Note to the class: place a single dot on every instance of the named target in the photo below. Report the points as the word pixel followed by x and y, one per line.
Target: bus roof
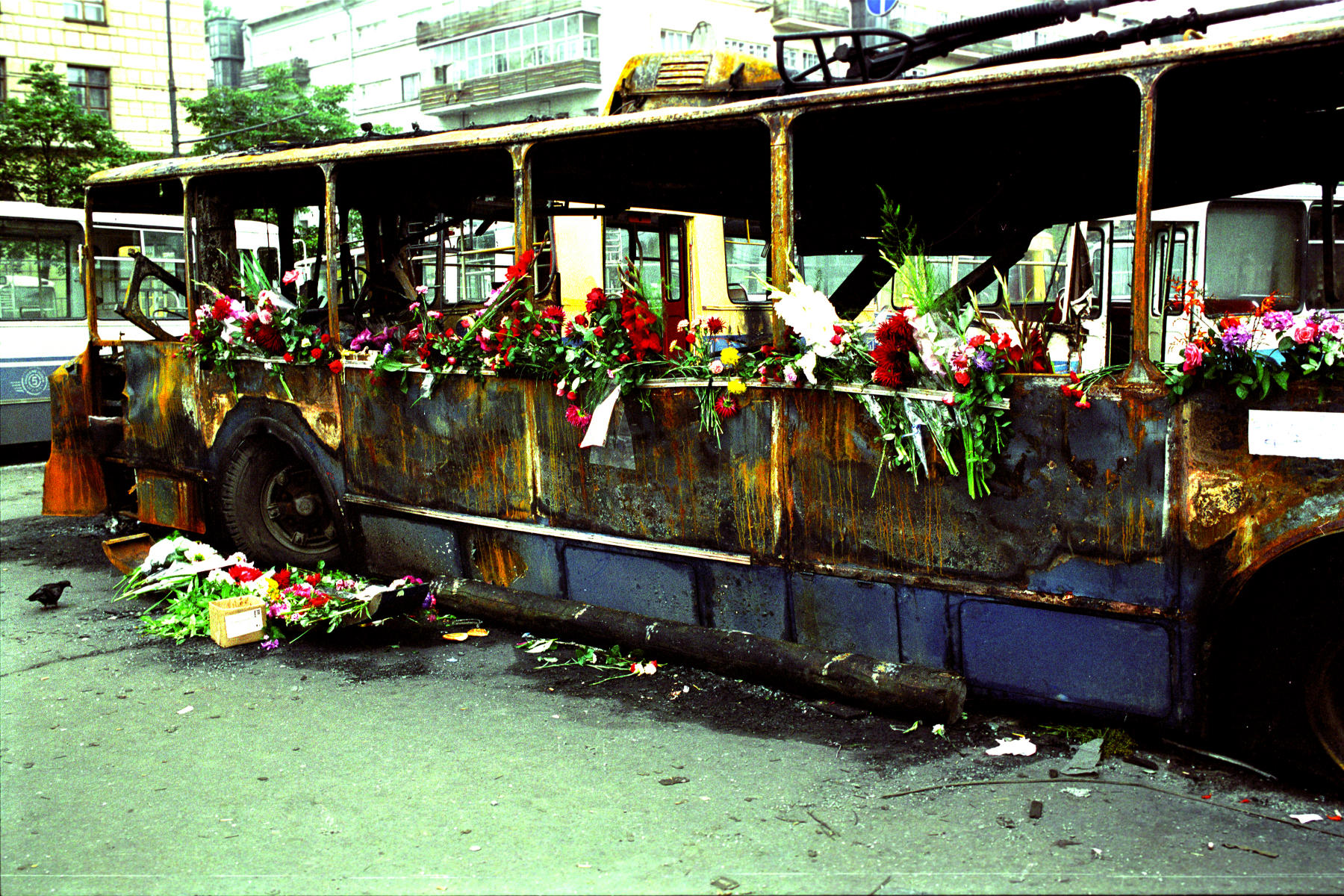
pixel 961 153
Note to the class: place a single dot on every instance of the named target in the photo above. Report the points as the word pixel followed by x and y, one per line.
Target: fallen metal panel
pixel 169 501
pixel 73 481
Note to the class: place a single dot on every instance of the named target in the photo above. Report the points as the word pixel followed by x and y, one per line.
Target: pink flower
pixel 1194 358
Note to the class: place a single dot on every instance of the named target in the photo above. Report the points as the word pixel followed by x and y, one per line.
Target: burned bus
pixel 1162 544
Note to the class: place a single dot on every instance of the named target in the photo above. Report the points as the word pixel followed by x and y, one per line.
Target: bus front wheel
pixel 275 507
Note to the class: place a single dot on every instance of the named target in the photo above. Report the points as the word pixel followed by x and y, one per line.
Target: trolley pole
pixel 172 85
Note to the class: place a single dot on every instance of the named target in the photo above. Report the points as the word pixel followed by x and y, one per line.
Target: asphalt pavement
pixel 390 761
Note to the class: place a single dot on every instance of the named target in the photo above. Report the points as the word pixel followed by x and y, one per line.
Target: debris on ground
pixel 1085 758
pixel 1258 852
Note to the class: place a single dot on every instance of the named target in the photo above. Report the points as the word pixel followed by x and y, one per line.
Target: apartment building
pixel 453 63
pixel 114 55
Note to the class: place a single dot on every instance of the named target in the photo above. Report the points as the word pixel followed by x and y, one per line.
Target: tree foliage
pixel 49 144
pixel 228 109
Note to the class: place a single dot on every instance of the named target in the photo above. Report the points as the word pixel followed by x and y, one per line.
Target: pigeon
pixel 50 593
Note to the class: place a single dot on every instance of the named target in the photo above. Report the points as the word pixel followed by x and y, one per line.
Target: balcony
pixel 809 15
pixel 490 16
pixel 296 69
pixel 482 90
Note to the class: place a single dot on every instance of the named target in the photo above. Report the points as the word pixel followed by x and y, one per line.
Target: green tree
pixel 228 109
pixel 49 144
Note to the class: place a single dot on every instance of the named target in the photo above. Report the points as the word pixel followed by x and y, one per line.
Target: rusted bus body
pixel 1117 546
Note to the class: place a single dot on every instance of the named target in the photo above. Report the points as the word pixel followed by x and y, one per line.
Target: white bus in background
pixel 42 299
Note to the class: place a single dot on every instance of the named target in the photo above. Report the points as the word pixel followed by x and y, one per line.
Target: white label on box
pixel 240 623
pixel 1316 435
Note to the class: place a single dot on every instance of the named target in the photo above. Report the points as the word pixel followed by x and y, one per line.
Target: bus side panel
pixel 1245 503
pixel 163 425
pixel 660 479
pixel 464 448
pixel 1077 500
pixel 309 388
pixel 73 482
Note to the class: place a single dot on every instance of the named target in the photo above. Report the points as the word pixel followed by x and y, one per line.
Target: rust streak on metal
pixel 497 561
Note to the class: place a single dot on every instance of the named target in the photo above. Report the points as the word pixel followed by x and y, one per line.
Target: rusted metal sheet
pixel 171 501
pixel 1241 509
pixel 663 480
pixel 465 448
pixel 312 390
pixel 1070 482
pixel 73 484
pixel 163 423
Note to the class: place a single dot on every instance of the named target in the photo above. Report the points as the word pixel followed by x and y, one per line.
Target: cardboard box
pixel 237 620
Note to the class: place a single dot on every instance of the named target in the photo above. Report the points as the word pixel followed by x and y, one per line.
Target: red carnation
pixel 243 574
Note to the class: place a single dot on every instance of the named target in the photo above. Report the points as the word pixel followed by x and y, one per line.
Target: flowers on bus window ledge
pixel 188 575
pixel 264 326
pixel 1257 352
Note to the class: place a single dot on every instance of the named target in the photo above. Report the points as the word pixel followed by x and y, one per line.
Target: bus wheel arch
pixel 279 488
pixel 1276 662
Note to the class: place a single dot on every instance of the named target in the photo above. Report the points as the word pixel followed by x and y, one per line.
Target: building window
pixel 675 40
pixel 90 89
pixel 410 87
pixel 87 10
pixel 539 43
pixel 793 60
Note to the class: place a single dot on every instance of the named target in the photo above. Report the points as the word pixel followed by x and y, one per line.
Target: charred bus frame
pixel 1133 561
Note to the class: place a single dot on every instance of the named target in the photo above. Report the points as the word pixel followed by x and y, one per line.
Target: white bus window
pixel 746 254
pixel 1315 269
pixel 1253 250
pixel 40 272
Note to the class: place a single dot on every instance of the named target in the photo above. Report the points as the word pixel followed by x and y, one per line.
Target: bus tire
pixel 1278 667
pixel 275 507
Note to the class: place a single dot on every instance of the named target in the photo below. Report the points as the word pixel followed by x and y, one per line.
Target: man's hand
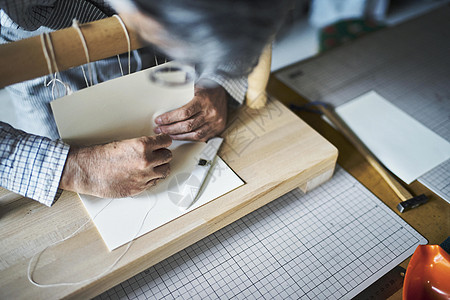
pixel 204 117
pixel 117 169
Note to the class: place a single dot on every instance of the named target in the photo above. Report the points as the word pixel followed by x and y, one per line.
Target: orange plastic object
pixel 428 274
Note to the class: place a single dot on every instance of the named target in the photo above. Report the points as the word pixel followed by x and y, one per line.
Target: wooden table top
pixel 432 219
pixel 265 147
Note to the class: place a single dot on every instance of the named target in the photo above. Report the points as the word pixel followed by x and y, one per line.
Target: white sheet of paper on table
pixel 120 221
pixel 118 109
pixel 405 146
pixel 124 108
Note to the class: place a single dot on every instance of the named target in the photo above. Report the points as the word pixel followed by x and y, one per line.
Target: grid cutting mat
pixel 330 243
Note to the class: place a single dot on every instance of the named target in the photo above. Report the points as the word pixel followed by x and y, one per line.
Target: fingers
pixel 162 171
pixel 201 134
pixel 181 114
pixel 160 157
pixel 182 127
pixel 156 142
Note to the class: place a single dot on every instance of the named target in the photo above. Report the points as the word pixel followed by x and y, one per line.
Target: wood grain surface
pixel 271 149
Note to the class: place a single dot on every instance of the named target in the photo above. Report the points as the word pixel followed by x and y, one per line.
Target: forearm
pixel 31 165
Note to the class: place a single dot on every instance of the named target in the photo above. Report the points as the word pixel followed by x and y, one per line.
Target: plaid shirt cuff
pixel 31 165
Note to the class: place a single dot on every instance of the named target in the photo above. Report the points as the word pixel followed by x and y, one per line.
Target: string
pixel 46 44
pixel 86 52
pixel 30 270
pixel 128 43
pixel 47 57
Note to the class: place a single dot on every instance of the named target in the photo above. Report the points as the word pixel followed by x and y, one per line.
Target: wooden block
pixel 271 149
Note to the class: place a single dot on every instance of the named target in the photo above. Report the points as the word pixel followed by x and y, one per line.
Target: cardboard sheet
pixel 405 146
pixel 118 109
pixel 125 108
pixel 121 220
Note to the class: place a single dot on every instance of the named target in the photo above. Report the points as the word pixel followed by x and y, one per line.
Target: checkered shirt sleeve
pixel 31 165
pixel 235 86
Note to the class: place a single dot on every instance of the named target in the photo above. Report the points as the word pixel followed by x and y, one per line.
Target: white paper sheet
pixel 125 108
pixel 118 109
pixel 120 221
pixel 402 144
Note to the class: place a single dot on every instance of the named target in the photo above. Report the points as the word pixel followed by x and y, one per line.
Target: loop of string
pixel 127 36
pixel 46 44
pixel 53 68
pixel 31 269
pixel 76 26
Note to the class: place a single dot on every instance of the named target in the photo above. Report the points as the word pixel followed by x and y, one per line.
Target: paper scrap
pixel 405 146
pixel 120 221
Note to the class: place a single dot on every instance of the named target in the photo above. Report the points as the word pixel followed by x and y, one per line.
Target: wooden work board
pixel 271 149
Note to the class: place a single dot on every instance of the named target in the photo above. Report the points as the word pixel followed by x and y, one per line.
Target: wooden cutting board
pixel 271 149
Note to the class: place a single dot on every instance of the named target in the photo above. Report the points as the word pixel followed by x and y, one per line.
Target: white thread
pixel 128 43
pixel 47 57
pixel 120 65
pixel 30 272
pixel 47 42
pixel 86 51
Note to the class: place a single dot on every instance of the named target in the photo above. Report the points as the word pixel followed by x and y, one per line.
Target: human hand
pixel 204 117
pixel 117 169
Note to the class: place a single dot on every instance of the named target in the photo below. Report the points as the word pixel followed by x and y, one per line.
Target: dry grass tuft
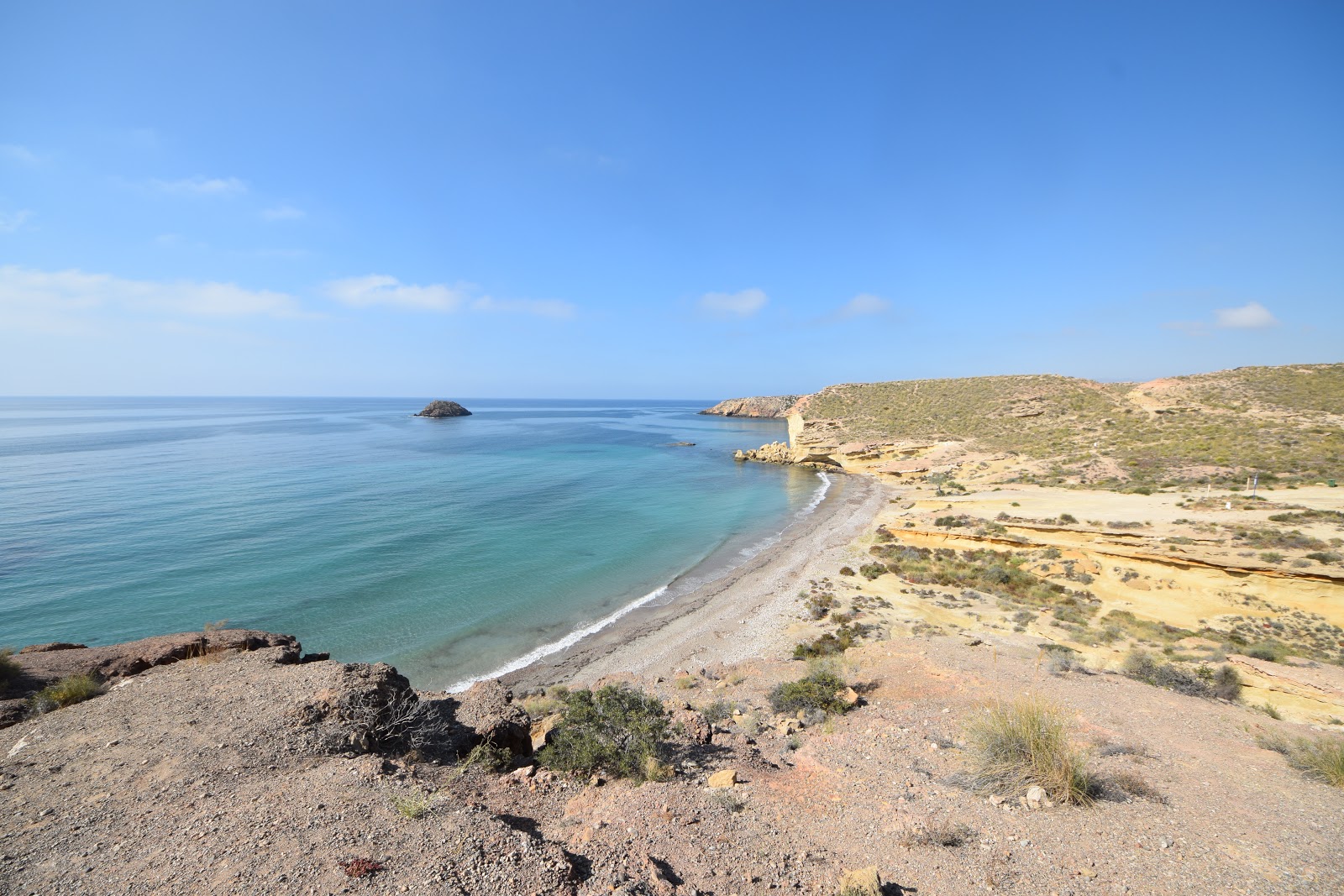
pixel 66 692
pixel 1027 741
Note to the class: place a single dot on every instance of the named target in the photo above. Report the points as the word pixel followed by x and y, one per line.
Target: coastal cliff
pixel 770 406
pixel 1281 422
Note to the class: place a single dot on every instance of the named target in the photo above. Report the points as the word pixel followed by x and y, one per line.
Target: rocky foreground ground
pixel 250 772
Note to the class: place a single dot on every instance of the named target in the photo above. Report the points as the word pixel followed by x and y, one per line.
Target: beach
pixel 743 614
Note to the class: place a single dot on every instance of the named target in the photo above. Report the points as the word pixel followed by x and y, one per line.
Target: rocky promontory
pixel 772 406
pixel 444 409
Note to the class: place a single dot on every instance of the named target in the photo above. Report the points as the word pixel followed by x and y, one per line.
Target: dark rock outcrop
pixel 444 409
pixel 45 664
pixel 488 710
pixel 773 406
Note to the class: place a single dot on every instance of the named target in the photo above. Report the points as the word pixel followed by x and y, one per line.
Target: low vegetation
pixel 1319 758
pixel 1194 432
pixel 1205 681
pixel 617 728
pixel 1021 743
pixel 66 692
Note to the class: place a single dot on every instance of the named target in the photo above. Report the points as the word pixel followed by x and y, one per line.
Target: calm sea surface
pixel 450 548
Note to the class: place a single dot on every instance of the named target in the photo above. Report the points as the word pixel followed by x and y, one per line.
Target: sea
pixel 452 548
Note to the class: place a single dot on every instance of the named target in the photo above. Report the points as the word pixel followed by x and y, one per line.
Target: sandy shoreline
pixel 739 616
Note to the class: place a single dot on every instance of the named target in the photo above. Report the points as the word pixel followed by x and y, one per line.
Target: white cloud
pixel 381 289
pixel 26 293
pixel 743 304
pixel 860 305
pixel 282 212
pixel 10 222
pixel 22 155
pixel 1249 316
pixel 202 186
pixel 378 289
pixel 539 307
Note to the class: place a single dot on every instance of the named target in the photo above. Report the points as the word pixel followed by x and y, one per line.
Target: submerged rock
pixel 444 409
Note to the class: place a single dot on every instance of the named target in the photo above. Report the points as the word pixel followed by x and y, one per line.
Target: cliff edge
pixel 772 406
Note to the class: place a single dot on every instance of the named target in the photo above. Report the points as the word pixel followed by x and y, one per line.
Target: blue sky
pixel 662 199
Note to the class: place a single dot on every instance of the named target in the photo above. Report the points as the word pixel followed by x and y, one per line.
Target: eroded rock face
pixel 773 406
pixel 46 664
pixel 444 409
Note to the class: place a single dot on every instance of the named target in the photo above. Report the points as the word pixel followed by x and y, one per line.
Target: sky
pixel 662 199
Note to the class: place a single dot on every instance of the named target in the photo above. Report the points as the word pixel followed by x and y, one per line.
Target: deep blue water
pixel 445 547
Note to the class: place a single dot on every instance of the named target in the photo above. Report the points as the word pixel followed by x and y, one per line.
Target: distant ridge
pixel 1285 423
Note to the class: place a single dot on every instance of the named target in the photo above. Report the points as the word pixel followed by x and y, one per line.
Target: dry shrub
pixel 937 832
pixel 1319 758
pixel 66 692
pixel 1027 741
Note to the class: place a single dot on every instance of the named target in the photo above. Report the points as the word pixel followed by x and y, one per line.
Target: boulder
pixel 444 409
pixel 725 778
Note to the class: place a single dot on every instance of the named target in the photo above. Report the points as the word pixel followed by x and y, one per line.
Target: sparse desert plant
pixel 1027 741
pixel 412 805
pixel 937 832
pixel 820 689
pixel 66 692
pixel 717 711
pixel 1223 683
pixel 1320 758
pixel 616 728
pixel 360 867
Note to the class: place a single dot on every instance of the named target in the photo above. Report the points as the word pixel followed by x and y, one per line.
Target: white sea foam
pixel 555 647
pixel 578 634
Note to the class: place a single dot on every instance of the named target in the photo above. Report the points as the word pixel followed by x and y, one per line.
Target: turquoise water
pixel 450 548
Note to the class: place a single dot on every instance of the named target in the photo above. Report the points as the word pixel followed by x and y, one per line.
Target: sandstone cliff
pixel 773 406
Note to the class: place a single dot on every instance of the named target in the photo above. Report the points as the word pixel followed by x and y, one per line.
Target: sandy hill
pixel 1285 423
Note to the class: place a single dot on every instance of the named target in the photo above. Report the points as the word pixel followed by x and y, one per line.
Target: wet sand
pixel 745 613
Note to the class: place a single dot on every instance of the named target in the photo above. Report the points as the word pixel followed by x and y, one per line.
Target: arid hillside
pixel 1285 423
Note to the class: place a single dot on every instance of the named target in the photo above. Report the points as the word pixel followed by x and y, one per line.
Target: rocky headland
pixel 773 406
pixel 444 409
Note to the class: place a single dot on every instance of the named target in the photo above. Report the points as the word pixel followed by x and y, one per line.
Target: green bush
pixel 66 692
pixel 617 730
pixel 1319 758
pixel 817 691
pixel 1205 683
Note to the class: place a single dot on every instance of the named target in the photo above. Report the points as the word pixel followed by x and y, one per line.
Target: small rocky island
pixel 444 409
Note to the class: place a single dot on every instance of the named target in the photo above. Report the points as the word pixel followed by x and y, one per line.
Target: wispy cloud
pixel 741 304
pixel 27 291
pixel 862 305
pixel 381 289
pixel 282 212
pixel 13 221
pixel 539 307
pixel 1249 316
pixel 202 186
pixel 22 155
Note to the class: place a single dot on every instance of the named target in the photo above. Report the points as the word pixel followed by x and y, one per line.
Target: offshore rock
pixel 773 406
pixel 444 409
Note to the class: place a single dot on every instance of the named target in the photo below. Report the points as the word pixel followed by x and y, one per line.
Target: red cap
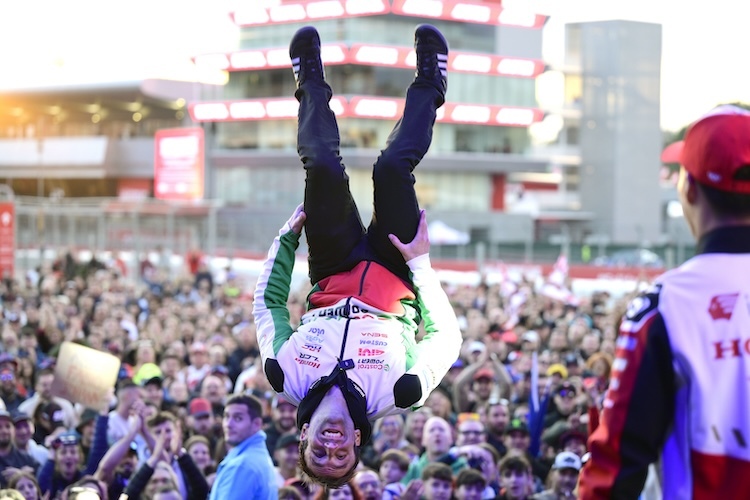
pixel 484 373
pixel 715 147
pixel 198 407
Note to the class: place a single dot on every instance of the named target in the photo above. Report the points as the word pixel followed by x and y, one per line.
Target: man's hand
pixel 420 245
pixel 297 220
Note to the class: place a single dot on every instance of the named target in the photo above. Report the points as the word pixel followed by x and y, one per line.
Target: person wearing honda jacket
pixel 680 389
pixel 355 357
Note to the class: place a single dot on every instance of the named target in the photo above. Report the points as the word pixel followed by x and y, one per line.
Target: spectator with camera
pixel 24 433
pixel 64 463
pixel 12 460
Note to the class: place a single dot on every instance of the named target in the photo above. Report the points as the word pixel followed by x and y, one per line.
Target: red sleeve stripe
pixel 600 473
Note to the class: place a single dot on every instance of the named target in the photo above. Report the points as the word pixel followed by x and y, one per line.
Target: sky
pixel 62 42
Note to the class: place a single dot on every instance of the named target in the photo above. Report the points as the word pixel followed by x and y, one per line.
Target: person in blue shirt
pixel 247 469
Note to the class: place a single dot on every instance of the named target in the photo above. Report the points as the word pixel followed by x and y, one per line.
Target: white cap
pixel 477 346
pixel 567 460
pixel 530 336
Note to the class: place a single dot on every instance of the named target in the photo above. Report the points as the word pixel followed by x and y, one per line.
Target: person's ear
pixel 691 189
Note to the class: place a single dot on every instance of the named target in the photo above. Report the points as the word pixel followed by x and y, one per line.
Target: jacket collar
pixel 727 239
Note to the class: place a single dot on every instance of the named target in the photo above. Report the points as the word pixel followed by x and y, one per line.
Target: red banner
pixel 380 108
pixel 7 239
pixel 178 164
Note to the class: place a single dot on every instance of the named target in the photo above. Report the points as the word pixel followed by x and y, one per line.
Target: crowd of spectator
pixel 509 420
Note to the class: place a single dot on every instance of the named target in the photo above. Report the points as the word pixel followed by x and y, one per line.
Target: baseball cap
pixel 7 357
pixel 287 440
pixel 557 368
pixel 567 460
pixel 484 373
pixel 20 416
pixel 198 347
pixel 530 336
pixel 517 425
pixel 199 407
pixel 715 147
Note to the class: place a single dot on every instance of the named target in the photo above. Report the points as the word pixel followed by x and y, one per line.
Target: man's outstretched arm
pixel 441 345
pixel 272 290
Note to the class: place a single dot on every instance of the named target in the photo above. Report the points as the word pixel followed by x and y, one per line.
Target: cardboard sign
pixel 84 375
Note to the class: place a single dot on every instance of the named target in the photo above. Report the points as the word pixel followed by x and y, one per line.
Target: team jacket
pixel 680 387
pixel 366 318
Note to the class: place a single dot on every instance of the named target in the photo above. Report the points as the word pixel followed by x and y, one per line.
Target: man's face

**********

Goal:
Copy the stretch from the start of the data through the line containing "pixel 73 481", renaming "fallen metal panel" to "dropped metal sheet" and leaving everything else unchanged. Omit the pictures from your answer.

Full answer:
Note to the class: place a single dot on every instance of the named target in the photo below. Report the points as the word pixel followed by x and y, one per line.
Target: bus roof
pixel 961 153
Note to the class: place a single dot on every instance of the named target in the photo above. Report the points as the word pixel followed by x and y, one per line.
Target: dropped metal sheet
pixel 169 501
pixel 73 481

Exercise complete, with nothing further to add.